:: WHAT IS BEING ASKED ::
Below is a listing from which only part is wanted; return exactly the lines from the one with "Mark one point per instance of the clear" up to and including the one with "Mark one point per instance of the black metal".

╭──

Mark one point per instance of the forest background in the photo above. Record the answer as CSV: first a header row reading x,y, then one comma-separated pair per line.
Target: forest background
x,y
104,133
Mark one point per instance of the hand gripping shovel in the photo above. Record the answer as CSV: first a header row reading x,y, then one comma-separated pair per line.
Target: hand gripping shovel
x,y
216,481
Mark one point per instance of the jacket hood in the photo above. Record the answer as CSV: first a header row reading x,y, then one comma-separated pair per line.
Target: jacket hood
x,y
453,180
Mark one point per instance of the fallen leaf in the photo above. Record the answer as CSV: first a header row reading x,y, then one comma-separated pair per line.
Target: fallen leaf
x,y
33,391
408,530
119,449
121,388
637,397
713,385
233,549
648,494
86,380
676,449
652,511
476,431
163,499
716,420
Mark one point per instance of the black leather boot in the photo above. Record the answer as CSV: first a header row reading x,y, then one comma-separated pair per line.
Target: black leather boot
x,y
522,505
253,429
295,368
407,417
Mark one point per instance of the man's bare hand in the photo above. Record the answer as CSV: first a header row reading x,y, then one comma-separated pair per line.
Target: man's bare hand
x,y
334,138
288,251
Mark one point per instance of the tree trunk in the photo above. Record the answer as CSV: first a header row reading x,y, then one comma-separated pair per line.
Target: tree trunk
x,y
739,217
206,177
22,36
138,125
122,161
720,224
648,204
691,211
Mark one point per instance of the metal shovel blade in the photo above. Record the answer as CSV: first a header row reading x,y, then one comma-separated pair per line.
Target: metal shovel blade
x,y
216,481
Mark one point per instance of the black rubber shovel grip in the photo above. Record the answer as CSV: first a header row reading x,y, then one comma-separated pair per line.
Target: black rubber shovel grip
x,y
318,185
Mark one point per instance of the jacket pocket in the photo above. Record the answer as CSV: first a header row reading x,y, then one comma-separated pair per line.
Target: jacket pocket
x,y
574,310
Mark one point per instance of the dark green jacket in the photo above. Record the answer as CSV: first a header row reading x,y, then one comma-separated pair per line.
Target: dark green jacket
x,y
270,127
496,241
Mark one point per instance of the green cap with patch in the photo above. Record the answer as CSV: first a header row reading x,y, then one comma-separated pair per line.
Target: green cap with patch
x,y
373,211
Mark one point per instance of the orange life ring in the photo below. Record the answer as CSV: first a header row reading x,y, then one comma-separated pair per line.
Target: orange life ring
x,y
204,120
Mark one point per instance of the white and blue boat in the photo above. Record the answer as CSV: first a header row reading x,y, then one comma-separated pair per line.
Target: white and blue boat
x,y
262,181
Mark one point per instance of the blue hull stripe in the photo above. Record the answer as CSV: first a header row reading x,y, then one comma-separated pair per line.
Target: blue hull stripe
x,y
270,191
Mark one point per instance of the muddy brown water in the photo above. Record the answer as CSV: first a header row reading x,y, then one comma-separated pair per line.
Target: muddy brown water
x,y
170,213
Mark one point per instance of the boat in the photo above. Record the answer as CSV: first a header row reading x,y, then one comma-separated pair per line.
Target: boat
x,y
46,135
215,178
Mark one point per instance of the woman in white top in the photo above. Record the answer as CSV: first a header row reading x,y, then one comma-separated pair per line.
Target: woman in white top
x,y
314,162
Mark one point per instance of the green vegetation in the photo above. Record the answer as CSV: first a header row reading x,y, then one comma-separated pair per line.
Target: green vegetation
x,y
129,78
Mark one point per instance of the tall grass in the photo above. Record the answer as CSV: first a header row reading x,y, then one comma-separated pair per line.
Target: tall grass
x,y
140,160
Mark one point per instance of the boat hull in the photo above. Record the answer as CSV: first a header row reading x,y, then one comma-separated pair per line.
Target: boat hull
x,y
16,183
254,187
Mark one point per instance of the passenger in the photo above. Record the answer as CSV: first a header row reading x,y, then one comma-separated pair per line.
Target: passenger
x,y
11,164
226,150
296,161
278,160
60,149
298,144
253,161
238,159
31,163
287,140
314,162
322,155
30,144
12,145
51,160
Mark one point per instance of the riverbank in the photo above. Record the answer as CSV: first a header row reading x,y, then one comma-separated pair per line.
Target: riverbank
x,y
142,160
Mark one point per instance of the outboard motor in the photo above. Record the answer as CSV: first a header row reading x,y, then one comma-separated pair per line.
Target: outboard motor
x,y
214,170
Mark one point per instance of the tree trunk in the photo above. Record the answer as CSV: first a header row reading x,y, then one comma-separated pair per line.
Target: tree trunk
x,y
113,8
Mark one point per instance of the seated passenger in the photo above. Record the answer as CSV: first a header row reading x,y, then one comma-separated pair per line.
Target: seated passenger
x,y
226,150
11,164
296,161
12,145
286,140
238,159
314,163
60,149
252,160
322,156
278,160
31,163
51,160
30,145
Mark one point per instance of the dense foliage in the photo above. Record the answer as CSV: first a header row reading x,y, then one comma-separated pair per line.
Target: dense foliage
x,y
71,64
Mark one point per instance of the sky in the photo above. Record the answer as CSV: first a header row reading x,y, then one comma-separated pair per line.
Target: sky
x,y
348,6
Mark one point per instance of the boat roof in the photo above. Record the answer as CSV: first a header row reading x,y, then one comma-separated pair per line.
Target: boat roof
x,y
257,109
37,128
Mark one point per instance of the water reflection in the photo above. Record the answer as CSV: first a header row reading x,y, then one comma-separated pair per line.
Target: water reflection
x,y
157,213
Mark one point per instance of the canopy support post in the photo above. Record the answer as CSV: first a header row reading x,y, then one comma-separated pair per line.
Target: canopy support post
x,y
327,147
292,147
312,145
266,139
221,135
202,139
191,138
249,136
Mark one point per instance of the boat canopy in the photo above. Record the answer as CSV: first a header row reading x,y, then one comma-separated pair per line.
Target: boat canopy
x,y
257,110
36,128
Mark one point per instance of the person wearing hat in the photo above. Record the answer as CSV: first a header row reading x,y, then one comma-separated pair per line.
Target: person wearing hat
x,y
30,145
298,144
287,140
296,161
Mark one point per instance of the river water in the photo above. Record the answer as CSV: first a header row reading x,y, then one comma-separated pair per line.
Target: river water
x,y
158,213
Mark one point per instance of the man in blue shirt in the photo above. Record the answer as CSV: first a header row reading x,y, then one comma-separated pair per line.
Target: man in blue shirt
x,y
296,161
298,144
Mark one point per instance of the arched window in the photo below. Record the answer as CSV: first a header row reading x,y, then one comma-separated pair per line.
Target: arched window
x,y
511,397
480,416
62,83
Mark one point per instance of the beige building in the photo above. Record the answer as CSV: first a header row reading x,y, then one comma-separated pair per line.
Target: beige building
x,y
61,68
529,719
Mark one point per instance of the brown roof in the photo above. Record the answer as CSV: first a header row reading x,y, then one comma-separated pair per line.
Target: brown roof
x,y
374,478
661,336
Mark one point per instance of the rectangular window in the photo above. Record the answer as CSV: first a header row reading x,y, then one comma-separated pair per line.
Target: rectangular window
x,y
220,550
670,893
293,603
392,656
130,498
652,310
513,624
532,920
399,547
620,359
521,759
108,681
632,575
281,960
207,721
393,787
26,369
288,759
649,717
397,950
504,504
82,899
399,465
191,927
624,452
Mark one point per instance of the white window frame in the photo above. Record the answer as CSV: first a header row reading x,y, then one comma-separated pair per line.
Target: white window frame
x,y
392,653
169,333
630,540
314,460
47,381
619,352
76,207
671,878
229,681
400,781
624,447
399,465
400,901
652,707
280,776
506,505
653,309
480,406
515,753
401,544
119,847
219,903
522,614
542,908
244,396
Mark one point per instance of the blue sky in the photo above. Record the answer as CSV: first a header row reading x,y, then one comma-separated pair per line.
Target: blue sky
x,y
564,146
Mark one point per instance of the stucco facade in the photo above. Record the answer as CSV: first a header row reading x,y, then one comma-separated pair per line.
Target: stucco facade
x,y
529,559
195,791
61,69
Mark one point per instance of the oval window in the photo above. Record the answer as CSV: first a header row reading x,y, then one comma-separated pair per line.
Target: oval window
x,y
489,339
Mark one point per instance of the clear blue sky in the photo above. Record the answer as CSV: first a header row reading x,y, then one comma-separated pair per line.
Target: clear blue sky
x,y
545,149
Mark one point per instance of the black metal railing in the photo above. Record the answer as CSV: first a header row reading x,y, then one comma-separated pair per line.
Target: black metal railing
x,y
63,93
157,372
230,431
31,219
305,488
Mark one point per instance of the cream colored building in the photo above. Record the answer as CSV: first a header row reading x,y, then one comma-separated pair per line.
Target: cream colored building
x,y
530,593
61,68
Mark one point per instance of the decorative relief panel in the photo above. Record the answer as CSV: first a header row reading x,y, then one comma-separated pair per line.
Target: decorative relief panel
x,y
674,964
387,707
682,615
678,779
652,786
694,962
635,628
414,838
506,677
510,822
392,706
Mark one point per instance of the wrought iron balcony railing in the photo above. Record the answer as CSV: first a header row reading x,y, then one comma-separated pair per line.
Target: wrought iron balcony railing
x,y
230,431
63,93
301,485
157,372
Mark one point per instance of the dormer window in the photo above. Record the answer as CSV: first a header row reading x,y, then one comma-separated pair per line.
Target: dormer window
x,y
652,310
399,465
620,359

╰──

:: WRITTEN RESPONSE ::
Mark one point per instance of the clear blue sky in the photo above. Record the answer as CSV: first a header row reading x,y, then one comma-separated pair per line.
Target: clear blue sky
x,y
545,149
Mark one point per instance of the black metal railing in the photo above. Record the answer as CSV: first a header row reading x,y, then one comma-separated pair per line.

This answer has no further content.